- [Written instruction] Print the data that follows exactly.
--- START Information provided ---
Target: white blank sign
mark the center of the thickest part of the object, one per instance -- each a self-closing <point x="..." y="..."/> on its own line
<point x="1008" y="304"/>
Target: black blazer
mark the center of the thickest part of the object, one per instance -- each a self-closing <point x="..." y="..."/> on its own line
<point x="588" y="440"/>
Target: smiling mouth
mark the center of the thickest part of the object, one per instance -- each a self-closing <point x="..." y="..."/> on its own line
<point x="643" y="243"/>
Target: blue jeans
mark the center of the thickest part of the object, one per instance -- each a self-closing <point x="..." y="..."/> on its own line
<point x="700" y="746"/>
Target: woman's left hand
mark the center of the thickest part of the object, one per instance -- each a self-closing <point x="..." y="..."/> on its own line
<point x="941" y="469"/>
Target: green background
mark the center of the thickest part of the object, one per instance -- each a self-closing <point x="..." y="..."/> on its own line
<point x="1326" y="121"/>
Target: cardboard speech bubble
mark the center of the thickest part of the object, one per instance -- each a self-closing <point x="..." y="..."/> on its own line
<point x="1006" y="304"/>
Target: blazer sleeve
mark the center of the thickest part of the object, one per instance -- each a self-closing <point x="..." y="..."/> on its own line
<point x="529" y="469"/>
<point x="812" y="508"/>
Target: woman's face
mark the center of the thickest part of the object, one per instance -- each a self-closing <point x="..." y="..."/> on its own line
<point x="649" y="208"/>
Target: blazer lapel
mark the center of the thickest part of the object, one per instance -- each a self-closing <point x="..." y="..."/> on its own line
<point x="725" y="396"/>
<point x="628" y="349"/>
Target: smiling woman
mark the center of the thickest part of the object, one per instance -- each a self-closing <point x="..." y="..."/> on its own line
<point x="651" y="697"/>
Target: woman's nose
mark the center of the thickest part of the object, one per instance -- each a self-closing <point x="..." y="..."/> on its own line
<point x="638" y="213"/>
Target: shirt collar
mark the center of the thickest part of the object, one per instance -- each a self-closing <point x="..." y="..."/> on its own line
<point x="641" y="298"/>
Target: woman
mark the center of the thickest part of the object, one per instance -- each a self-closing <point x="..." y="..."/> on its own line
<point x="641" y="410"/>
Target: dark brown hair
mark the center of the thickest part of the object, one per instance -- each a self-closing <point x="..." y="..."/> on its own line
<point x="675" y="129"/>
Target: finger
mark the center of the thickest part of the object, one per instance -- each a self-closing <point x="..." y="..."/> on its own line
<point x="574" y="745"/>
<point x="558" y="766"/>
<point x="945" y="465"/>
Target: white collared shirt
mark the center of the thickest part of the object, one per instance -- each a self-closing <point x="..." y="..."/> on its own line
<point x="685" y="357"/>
--- END Information provided ---
- [Full solution]
Target: white blank sign
mark the center of the thickest part of the object, one per instance -- each a self-closing <point x="..." y="..."/> on its own line
<point x="1008" y="304"/>
Target: black blazer
mark the center of the thickest part of the object, one per instance -- each a self-closing <point x="..." y="..."/> on its own line
<point x="588" y="440"/>
Target: smiling mouth
mark the center of the thickest part of the object, one per instance -- each a self-closing <point x="..." y="..."/> on its own line
<point x="643" y="243"/>
Target: blue jeans
mark the center of the thickest part of the object, one per instance -- each a self-closing <point x="..." y="..."/> on its own line
<point x="700" y="746"/>
Target: woman's left hand
mark the center of the thickest part of the object, one per instance -- each a self-closing <point x="..." y="..."/> on its own line
<point x="941" y="469"/>
Target: green background
mark the center of the thickest part of the object, one per instance -- each a self-closing <point x="..." y="..."/> on its own line
<point x="1326" y="121"/>
Target: cardboard speech bubble
mark the center of the thickest part of the object, one per instance -- each a self-closing <point x="..." y="..."/> on its own line
<point x="1006" y="304"/>
Target: blazer sleeve
mark the center of the thickest part of the object, one per instance -- each a self-closing <point x="..." y="..."/> on its own line
<point x="529" y="469"/>
<point x="812" y="508"/>
Target: woman's face
mark the center of the thickest part of the object, one per instance -- each a self-closing <point x="..." y="..."/> on its own line
<point x="649" y="208"/>
Target: blazer lapel
mark the center of the thickest part of the object, one per instance -- each a self-closing <point x="..." y="..."/> on its own line
<point x="725" y="396"/>
<point x="628" y="349"/>
Target: smiling woman
mark the center of the thickest part of the object, one per instance -- each a self-closing <point x="..." y="..."/> on its own line
<point x="651" y="697"/>
Target: woman's nose
mark the center of the thickest part of the object, one per instance -- each a self-closing <point x="..." y="..."/> on its own line
<point x="638" y="213"/>
Target: shirt collar
mark the center of the thickest part of the object, one per instance -- each a self-closing <point x="..." y="..."/> on its own line
<point x="641" y="298"/>
Target: woman
mark the center of the thickest part of the object, one per instance -- each a self-closing <point x="..." y="..."/> on its own line
<point x="641" y="410"/>
Target: dark brown hair
mark the center of the thickest part of the object, one per instance -- each a self-closing <point x="..." y="..."/> on its own line
<point x="675" y="129"/>
Target: finger
mark the center of the thickest part of the object, one per instance -- each a self-closing <point x="..." y="..."/> on its own line
<point x="574" y="745"/>
<point x="558" y="766"/>
<point x="945" y="465"/>
Target: white collared shirt
mark the center of the thickest part of the object, one per instance -- each a self-closing <point x="..." y="..."/> on its own line
<point x="685" y="357"/>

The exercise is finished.